=== Section Start ===

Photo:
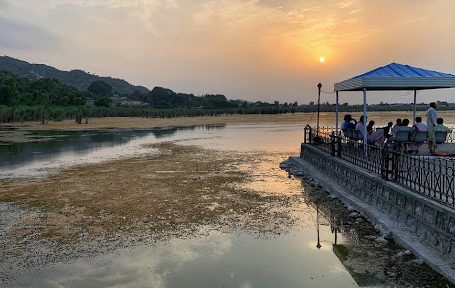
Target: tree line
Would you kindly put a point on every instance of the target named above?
(22, 99)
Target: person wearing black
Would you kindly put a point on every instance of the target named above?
(386, 129)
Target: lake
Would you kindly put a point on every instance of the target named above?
(302, 238)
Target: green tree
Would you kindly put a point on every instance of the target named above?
(100, 89)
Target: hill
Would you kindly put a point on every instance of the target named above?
(76, 78)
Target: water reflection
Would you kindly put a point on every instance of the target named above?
(215, 260)
(65, 149)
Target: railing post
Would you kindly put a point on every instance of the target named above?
(385, 163)
(304, 134)
(310, 135)
(339, 146)
(395, 157)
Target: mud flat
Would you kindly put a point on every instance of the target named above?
(92, 209)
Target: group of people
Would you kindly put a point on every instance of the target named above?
(388, 133)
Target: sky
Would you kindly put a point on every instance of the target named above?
(262, 50)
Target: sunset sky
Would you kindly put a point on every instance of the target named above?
(252, 49)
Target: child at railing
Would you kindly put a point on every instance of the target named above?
(374, 136)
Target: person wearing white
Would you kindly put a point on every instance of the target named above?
(419, 126)
(376, 136)
(432, 116)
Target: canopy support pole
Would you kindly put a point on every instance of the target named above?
(337, 108)
(365, 133)
(415, 107)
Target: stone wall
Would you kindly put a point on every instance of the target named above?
(433, 224)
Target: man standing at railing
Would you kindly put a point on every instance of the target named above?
(432, 116)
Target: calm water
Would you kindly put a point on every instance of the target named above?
(211, 258)
(37, 159)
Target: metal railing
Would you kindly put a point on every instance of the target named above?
(433, 177)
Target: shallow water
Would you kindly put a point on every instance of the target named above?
(65, 149)
(211, 258)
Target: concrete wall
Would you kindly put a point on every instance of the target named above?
(431, 223)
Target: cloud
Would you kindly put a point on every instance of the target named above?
(17, 34)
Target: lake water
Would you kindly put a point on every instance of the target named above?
(211, 258)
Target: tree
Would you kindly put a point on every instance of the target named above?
(103, 101)
(100, 89)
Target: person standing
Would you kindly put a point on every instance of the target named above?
(432, 116)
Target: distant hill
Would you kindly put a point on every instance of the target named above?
(76, 78)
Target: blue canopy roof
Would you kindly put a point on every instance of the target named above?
(398, 77)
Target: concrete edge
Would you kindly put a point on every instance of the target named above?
(381, 220)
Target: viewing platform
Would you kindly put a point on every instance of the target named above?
(409, 197)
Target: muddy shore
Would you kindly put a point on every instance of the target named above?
(96, 208)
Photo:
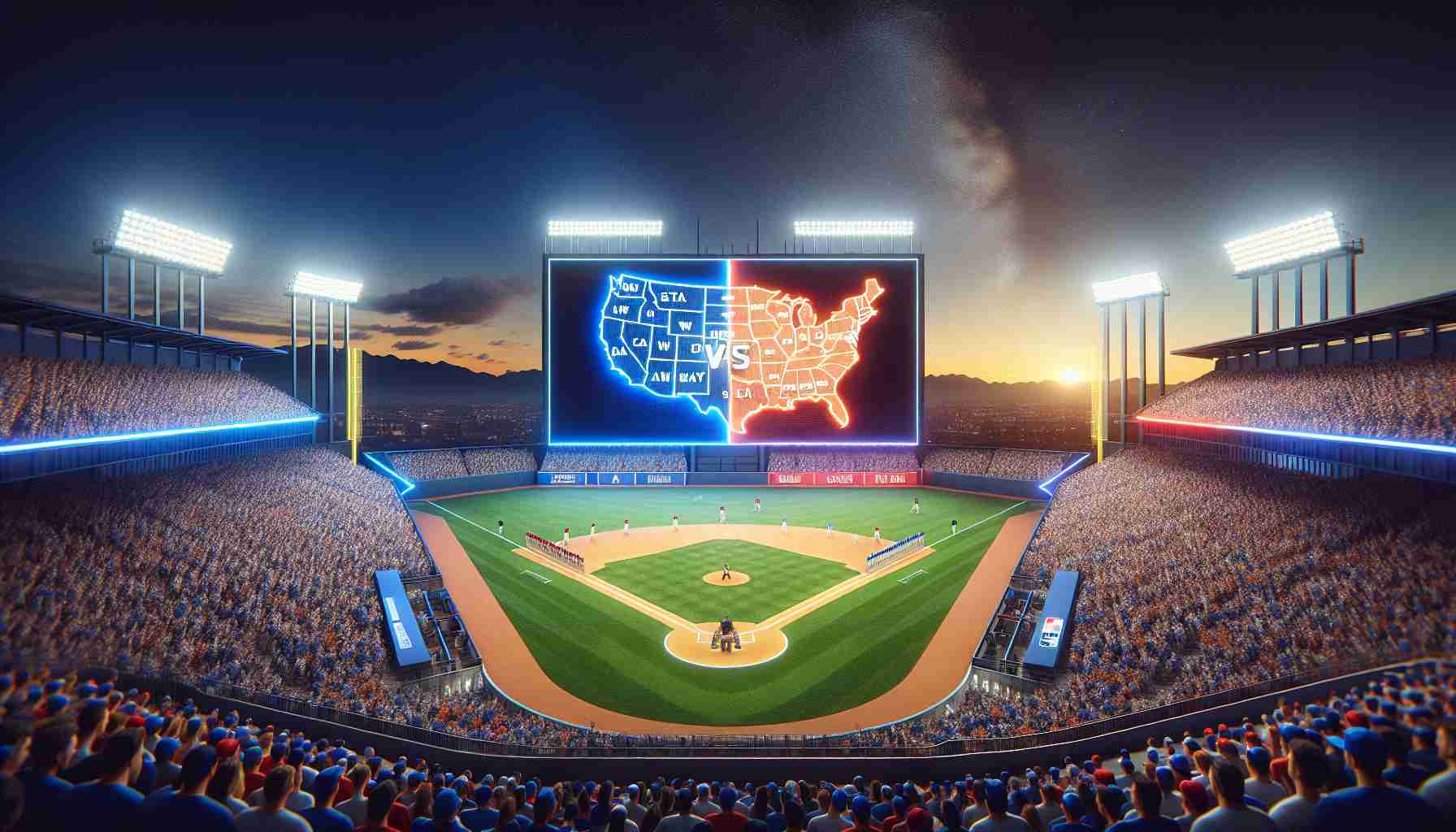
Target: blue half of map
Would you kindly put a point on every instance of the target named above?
(669, 338)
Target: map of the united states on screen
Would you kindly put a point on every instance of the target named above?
(733, 350)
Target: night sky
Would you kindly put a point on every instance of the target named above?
(1037, 150)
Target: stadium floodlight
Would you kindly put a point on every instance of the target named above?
(854, 228)
(322, 288)
(604, 228)
(149, 238)
(1130, 288)
(1292, 242)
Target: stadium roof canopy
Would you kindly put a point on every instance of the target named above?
(1411, 315)
(44, 315)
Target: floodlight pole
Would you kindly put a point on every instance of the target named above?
(314, 359)
(1162, 352)
(1324, 290)
(1142, 353)
(331, 370)
(1121, 429)
(293, 343)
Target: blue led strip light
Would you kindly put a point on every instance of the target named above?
(84, 440)
(1064, 472)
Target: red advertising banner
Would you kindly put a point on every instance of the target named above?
(845, 479)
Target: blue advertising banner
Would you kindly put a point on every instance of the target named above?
(610, 479)
(399, 620)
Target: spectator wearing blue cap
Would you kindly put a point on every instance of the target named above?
(1231, 813)
(1146, 810)
(274, 813)
(683, 817)
(1309, 769)
(1441, 789)
(1075, 815)
(46, 793)
(996, 819)
(110, 797)
(189, 808)
(296, 800)
(1372, 802)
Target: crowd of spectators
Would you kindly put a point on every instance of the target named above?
(80, 752)
(1202, 574)
(1411, 400)
(842, 459)
(419, 465)
(630, 458)
(1001, 462)
(51, 398)
(255, 573)
(498, 459)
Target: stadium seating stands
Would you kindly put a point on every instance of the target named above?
(1411, 400)
(53, 398)
(421, 465)
(84, 752)
(254, 571)
(1001, 462)
(842, 459)
(1202, 574)
(651, 459)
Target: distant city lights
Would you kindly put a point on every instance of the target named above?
(1129, 288)
(327, 288)
(604, 228)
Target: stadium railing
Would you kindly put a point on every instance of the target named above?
(612, 745)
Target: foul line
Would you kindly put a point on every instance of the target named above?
(476, 525)
(979, 522)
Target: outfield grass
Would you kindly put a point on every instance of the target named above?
(839, 656)
(674, 580)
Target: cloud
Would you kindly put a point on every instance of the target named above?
(453, 301)
(405, 330)
(251, 327)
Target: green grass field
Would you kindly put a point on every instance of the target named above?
(839, 656)
(674, 580)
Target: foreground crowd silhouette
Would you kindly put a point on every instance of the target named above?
(1413, 400)
(51, 398)
(84, 754)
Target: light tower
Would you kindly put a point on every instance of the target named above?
(1138, 288)
(140, 238)
(329, 290)
(1294, 246)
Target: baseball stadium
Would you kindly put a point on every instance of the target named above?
(734, 557)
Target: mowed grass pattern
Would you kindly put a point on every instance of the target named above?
(674, 580)
(839, 656)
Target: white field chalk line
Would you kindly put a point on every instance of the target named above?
(979, 522)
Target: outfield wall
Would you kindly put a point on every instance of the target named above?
(1024, 488)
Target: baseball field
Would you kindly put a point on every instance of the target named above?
(623, 643)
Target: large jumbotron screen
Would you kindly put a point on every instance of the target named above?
(644, 350)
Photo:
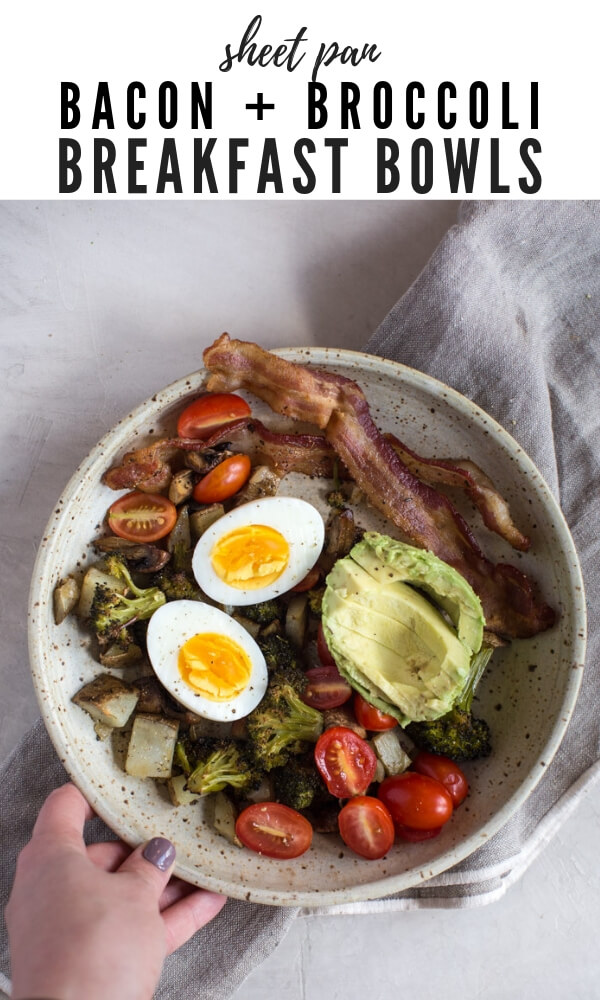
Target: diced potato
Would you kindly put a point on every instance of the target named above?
(108, 700)
(151, 747)
(66, 596)
(92, 578)
(224, 818)
(390, 751)
(178, 793)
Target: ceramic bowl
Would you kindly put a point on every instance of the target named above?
(527, 695)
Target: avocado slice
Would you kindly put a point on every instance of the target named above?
(387, 637)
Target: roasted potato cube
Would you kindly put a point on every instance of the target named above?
(108, 699)
(151, 747)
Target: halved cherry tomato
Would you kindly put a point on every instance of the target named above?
(311, 578)
(366, 827)
(207, 413)
(224, 480)
(274, 829)
(326, 688)
(370, 717)
(416, 801)
(444, 770)
(142, 517)
(323, 649)
(346, 762)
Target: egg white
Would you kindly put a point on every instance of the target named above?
(176, 622)
(300, 524)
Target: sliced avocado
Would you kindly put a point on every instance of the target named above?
(378, 553)
(392, 644)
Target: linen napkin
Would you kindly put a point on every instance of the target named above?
(508, 312)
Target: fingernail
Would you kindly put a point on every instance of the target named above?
(160, 852)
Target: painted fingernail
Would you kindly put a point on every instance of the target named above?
(160, 852)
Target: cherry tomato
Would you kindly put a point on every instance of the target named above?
(370, 717)
(326, 688)
(205, 415)
(346, 762)
(414, 836)
(416, 800)
(274, 829)
(366, 827)
(224, 480)
(142, 517)
(311, 578)
(444, 770)
(323, 649)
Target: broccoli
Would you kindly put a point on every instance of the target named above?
(221, 763)
(176, 585)
(263, 613)
(111, 611)
(278, 652)
(458, 734)
(298, 784)
(282, 724)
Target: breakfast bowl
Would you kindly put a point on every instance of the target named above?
(527, 694)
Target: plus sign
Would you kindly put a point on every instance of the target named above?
(260, 106)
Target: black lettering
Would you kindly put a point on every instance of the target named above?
(496, 187)
(270, 171)
(461, 164)
(534, 185)
(203, 165)
(350, 98)
(135, 90)
(422, 166)
(168, 171)
(167, 105)
(336, 146)
(382, 104)
(478, 105)
(311, 180)
(317, 112)
(134, 165)
(69, 171)
(446, 90)
(202, 102)
(412, 120)
(70, 115)
(235, 164)
(388, 175)
(102, 107)
(103, 165)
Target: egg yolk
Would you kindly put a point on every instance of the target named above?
(215, 666)
(250, 557)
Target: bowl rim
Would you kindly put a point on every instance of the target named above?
(378, 888)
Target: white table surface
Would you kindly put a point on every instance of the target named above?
(103, 303)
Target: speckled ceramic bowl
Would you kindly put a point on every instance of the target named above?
(527, 695)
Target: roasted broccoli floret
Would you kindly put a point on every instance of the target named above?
(278, 652)
(220, 764)
(298, 784)
(176, 585)
(111, 611)
(458, 734)
(282, 724)
(263, 613)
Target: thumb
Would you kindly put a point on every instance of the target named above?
(152, 862)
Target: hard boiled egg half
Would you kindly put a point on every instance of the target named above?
(206, 660)
(259, 550)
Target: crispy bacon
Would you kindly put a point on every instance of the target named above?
(149, 469)
(466, 475)
(425, 517)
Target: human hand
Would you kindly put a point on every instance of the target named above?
(95, 921)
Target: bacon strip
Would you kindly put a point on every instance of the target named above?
(425, 517)
(466, 475)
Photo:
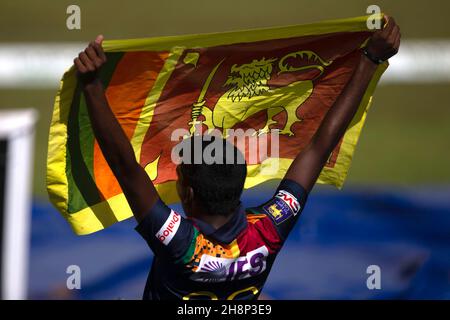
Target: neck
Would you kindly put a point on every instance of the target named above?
(216, 221)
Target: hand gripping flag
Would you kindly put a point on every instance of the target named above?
(282, 79)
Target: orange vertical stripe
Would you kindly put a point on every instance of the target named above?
(127, 91)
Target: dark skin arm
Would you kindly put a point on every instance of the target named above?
(306, 167)
(117, 149)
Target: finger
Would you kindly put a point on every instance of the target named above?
(92, 54)
(99, 39)
(86, 61)
(389, 25)
(397, 42)
(393, 35)
(99, 50)
(79, 65)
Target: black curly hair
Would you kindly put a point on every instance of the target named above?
(217, 184)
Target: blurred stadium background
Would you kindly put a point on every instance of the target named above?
(394, 210)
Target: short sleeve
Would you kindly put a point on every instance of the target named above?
(167, 233)
(284, 207)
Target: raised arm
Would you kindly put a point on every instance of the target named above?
(308, 164)
(116, 148)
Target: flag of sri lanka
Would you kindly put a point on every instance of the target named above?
(281, 80)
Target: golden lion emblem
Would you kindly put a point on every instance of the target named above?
(250, 93)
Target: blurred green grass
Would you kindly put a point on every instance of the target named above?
(406, 138)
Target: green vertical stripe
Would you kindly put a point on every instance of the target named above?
(80, 145)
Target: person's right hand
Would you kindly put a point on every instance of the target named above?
(385, 43)
(89, 62)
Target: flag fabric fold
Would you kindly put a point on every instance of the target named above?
(280, 80)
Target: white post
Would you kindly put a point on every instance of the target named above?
(17, 131)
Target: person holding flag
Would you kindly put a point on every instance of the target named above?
(220, 250)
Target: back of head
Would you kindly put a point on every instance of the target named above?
(215, 170)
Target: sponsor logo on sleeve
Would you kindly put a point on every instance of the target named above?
(169, 229)
(282, 207)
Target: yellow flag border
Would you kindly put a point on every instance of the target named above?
(86, 221)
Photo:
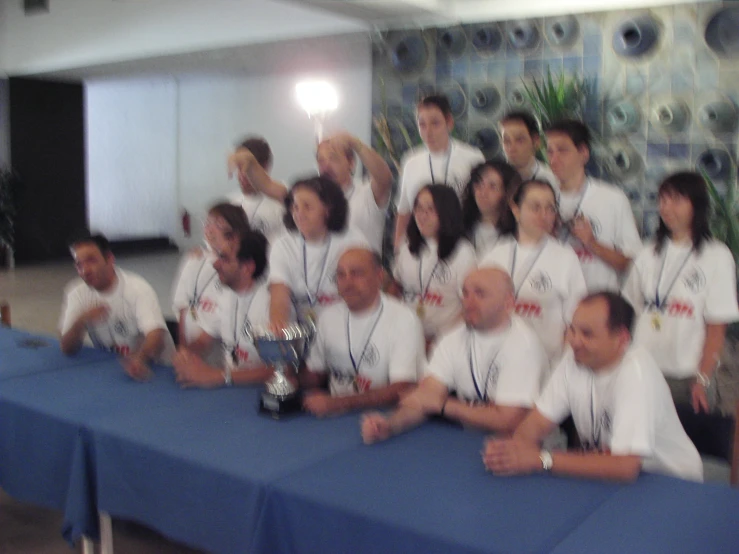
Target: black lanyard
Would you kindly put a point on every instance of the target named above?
(357, 363)
(483, 394)
(517, 288)
(234, 350)
(195, 296)
(661, 304)
(313, 297)
(446, 170)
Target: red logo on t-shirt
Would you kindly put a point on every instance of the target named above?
(680, 308)
(527, 308)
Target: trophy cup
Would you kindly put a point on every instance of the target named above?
(284, 350)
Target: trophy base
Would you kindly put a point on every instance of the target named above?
(279, 407)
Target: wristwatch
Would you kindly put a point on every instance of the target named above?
(546, 460)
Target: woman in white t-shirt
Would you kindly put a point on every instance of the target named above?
(683, 288)
(547, 278)
(197, 289)
(303, 260)
(485, 204)
(432, 264)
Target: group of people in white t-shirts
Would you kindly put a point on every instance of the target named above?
(506, 278)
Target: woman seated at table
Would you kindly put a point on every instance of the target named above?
(303, 260)
(487, 217)
(547, 277)
(432, 264)
(683, 287)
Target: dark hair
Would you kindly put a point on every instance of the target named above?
(436, 100)
(506, 224)
(693, 187)
(233, 215)
(331, 196)
(577, 131)
(523, 117)
(451, 228)
(260, 148)
(620, 311)
(85, 237)
(253, 247)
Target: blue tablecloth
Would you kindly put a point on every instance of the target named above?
(205, 469)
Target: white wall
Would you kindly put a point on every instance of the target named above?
(175, 137)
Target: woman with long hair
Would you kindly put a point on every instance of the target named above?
(683, 288)
(547, 278)
(303, 260)
(432, 264)
(486, 213)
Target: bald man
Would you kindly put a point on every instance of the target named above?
(493, 363)
(368, 349)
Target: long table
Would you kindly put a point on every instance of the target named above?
(205, 469)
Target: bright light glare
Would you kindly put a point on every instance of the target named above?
(317, 97)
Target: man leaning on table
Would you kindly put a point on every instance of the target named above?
(619, 401)
(494, 362)
(368, 349)
(241, 266)
(117, 309)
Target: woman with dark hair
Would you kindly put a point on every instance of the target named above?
(683, 288)
(197, 289)
(487, 215)
(547, 277)
(432, 265)
(303, 260)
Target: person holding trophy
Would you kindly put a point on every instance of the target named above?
(241, 265)
(368, 348)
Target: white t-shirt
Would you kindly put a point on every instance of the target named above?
(612, 220)
(365, 215)
(695, 289)
(386, 344)
(484, 238)
(134, 312)
(237, 313)
(309, 269)
(503, 367)
(438, 282)
(264, 213)
(549, 284)
(452, 168)
(627, 410)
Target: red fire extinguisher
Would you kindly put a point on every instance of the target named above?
(186, 222)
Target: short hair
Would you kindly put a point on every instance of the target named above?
(260, 148)
(439, 101)
(523, 117)
(471, 213)
(620, 311)
(577, 131)
(692, 186)
(330, 195)
(253, 247)
(451, 226)
(85, 237)
(233, 215)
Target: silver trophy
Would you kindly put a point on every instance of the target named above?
(284, 350)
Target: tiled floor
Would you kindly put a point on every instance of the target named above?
(35, 295)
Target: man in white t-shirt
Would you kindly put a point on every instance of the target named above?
(618, 399)
(263, 212)
(597, 216)
(368, 348)
(117, 309)
(494, 362)
(244, 305)
(521, 139)
(368, 201)
(442, 161)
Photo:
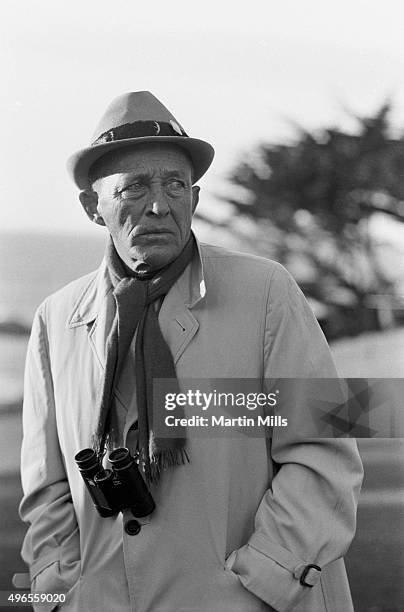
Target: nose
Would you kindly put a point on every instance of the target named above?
(157, 206)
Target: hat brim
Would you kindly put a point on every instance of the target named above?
(200, 152)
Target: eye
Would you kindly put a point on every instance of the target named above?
(175, 186)
(133, 190)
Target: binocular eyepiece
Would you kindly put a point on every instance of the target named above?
(118, 489)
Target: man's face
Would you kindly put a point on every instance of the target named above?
(146, 200)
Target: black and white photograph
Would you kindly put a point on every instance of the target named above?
(202, 306)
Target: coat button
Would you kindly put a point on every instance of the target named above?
(132, 527)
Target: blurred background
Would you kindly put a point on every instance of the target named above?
(304, 104)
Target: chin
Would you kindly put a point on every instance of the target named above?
(154, 257)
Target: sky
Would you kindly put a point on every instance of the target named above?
(234, 74)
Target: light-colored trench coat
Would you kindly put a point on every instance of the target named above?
(226, 536)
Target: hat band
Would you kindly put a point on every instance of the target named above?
(139, 129)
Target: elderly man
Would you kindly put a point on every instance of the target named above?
(240, 523)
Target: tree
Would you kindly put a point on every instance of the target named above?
(309, 204)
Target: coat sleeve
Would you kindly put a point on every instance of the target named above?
(308, 516)
(51, 546)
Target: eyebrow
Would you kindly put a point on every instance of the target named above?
(148, 175)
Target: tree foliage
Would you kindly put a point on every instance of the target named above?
(308, 205)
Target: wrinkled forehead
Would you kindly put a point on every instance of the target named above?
(145, 158)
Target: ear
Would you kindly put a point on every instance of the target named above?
(195, 197)
(89, 201)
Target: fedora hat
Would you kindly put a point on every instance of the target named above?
(136, 118)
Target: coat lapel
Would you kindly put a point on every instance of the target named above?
(177, 323)
(96, 309)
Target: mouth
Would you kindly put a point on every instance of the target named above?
(151, 232)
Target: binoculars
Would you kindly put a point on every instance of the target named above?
(115, 490)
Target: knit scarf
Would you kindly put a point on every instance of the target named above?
(135, 309)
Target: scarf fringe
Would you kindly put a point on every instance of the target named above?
(165, 459)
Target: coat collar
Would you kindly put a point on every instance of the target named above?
(190, 288)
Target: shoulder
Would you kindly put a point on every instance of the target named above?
(220, 260)
(63, 301)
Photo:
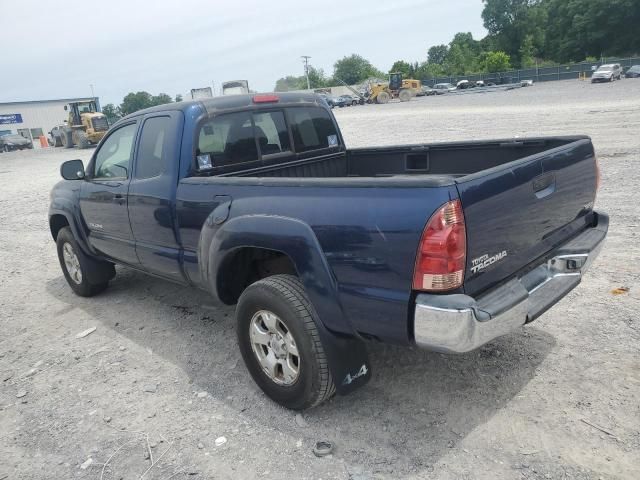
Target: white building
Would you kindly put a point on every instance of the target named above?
(31, 119)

=== Section End ===

#### AIM OF THE EXERCISE:
For this exercise, copy each line from the listing above that has the word "vertical".

#### RESPONSE BELOW:
Target: orange vertical stripe
Target: green vertical stripe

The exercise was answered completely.